作業内容:
1. 記事で引用されている段落【0051】の記載によれば、W_(16)^(-1)はW_(16)^(1)の何の符号を変更することで生成してもよいとされているか、答えなさい。
2. 記事の「なお、補正後の請求項1、13」から「載等から、自明な事項である。」までの部分を、一字も変えずに書き写しなさい。

記事:
3. 本件補正の新規事項追加の有無についての検討
本件補正によって明細書又は図面に記載されることとなる事項と、本願の願書に最初に添付した明細書又は図面(以下当初明細書と記す。)に記載した事項との関係について検討するに、当該当初明細書に記載の無い新たな技術的事項を導入する補正事項は、本件補正には見あたらない。
なお、補正後の請求項1、13、24、32、40、43、46、47に記載の「複素数次元上で表現される回転因子群の内、原点を中心に対称関係にある符号が異なる前記回転因子の組については、その1つの回転因子に対して要求される符号を変更することで、その組に対する前記回転因子乗算を同一の前記固定係数乗算回路で実行する」なる技術的事項は、当初明細書の段落【0039】の「対称性関係を使用することで、1つの回転因子に対して要求される符号を変更するだけで、W_(8)^(1)とW_(8)^(3)の両方に対する非自明な複素数回転因子乗算を実行するために、同一の乗算回路で、例えば、W_(8)^(1)が使用できる。」、段落【0051】の「加えて、図5に示されるように、W_(16)^(1)及びW_(16)^(-1)は実数軸に対し対称性があるので、W_(16)^(-1)は、虚数成分の符号を変更することによってW_(16)^(1)から生成しても良い。それゆえ、W_(16)^(1)及びW_(16)^(-1)回転因子乗算は、同一の固定係数乗算器を使用して実行されても良い。」、段落【0053】の「I及びQチャネルは、・・・<中略>・・・使用されても良い。」なる記載等から、自明な事項である。

データ部分:
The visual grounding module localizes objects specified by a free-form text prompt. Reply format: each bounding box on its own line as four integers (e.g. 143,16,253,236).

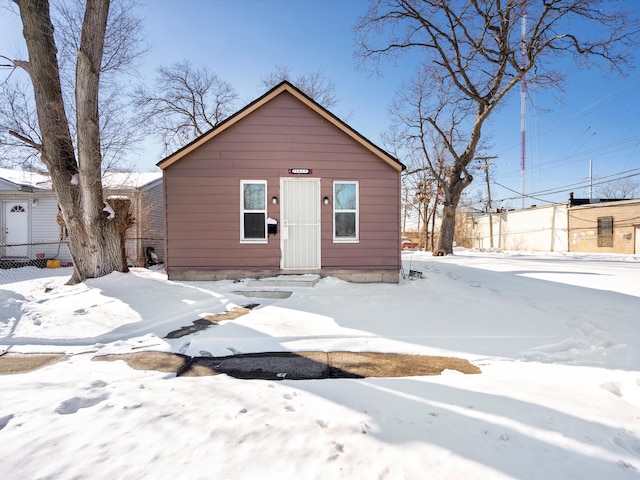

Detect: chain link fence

期待される結果:
1. 虚数成分の符号。

2.
なお、補正後の請求項1、13、24、32、40、43、46、47に記載の「複素数次元上で表現される回転因子群の内、原点を中心に対称関係にある符号が異なる前記回転因子の組については、その1つの回転因子に対して要求される符号を変更することで、その組に対する前記回転因子乗算を同一の前記固定係数乗算回路で実行する」なる技術的事項は、当初明細書の段落【0039】の「対称性関係を使用することで、1つの回転因子に対して要求される符号を変更するだけで、W_(8)^(1)とW_(8)^(3)の両方に対する非自明な複素数回転因子乗算を実行するために、同一の乗算回路で、例えば、W_(8)^(1)が使用できる。」、段落【0051】の「加えて、図5に示されるように、W_(16)^(1)及びW_(16)^(-1)は実数軸に対し対称性があるので、W_(16)^(-1)は、虚数成分の符号を変更することによってW_(16)^(1)から生成しても良い。それゆえ、W_(16)^(1)及びW_(16)^(-1)回転因子乗算は、同一の固定係数乗算器を使用して実行されても良い。」、段落【0053】の「I及びQチャネルは、・・・<中略>・・・使用されても良い。」なる記載等から、自明な事項である。